● CHALLENGE
Please transcribe the part of the Galileo Secured Credit overview below that runs from "2. At the end" up to and including "a credit score.", with no word or punctuation mark changed.

● SELECTED PASSAGE
===============
About Galileo Secured Credit

With Galileo Secured Credit, you can give your customers an opportunity to build a credit score, help protect your customers from falling into a debt cycle, and minimize your own risk. With Galileo Secured Credit, the credit that you extend to each customer is backed by their own funds, making it an effective credit-building program. Here is a brief overview of how it works:

  1. The credit extended to each cardholder is backed by funds in a separate collateral account.
  2. At the end of each billing cycle, the cardholder is billed for the full amount owed against the credit line.
  3. If the cardholder does not pay the full amount, you can decide to pull funds from the collateral account, reducing your risk of loss.
  4. You may report payment activity to credit bureaus so that the cardholder can build a credit score.

Galileo Secured Credit is a charge card product, rather than a traditional revolving credit product. This means that the balance is due in full at the end of each billing cycle, cardholders are not offered a minimum payment, and they cannot carry a balance into the next month. Interest is not assessed on Galileo Secured Credit, but you can source revenue from interchange (the amount paid to you by card networks). You may also assess optional fees, such as program fees and late fees. Be aware that the charge card associated with secured credit is often referred to as a credit card in marketing materials.

Galileo Secured Credit use cases

Depending on how you set up your secured credit offering, you can support these use cases:

  • Young adults with little or no credit history can build or improve their credit history.
  • Individuals with poor credit histories can improve their credit rating.
  • Adults with no credit history, such as immigrants to the United States, can establish a credit history.
  • Flexibility to book car rentals and hotels (this is an optional configuration that can be disabled).

Overview of secured credit accounts

To create a Galileo Secured Credit account, you start with a conventional primary spending account and add on both a secondary collateral account (also called a collateral account) and a credit account.

The cardholder’s line of credit is the amount that they deposit in their collateral account. For example, if a cardholder deposits $200 in the collateral account, the credit line on the card is $200. If the cardholder deposits an additional $200, the credit line increases to $400.
===============
● ROWS
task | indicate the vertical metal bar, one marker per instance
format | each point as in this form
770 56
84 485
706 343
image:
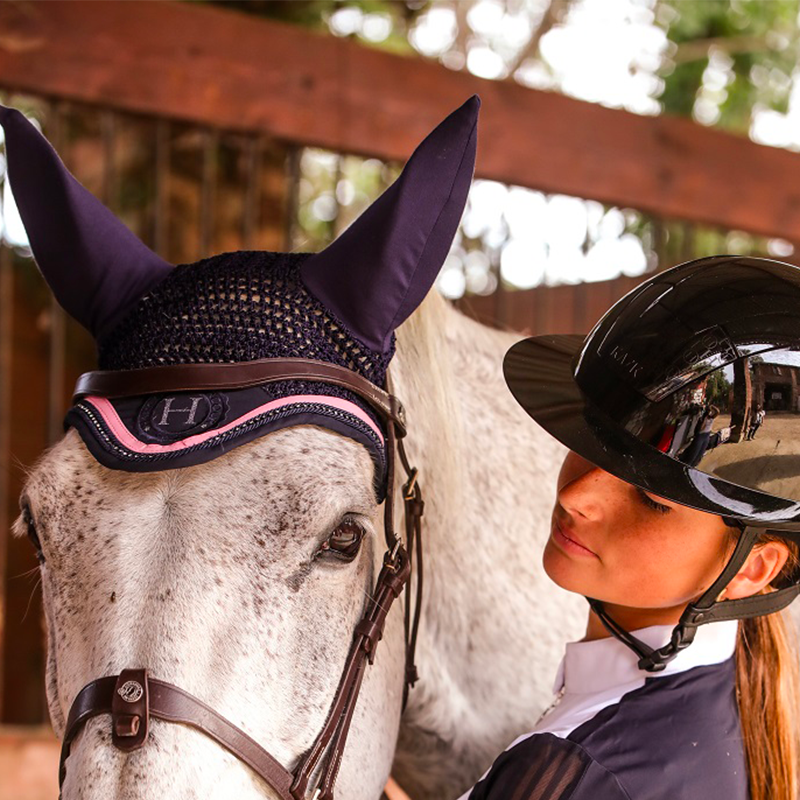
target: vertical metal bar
659 240
57 343
6 355
208 191
108 121
688 241
161 222
252 193
333 227
292 196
===============
● WORKED SOLUTION
2. At the end of each billing cycle, the cardholder is billed for the full amount owed against the credit line.
  3. If the cardholder does not pay the full amount, you can decide to pull funds from the collateral account, reducing your risk of loss.
  4. You may report payment activity to credit bureaus so that the cardholder can build a credit score.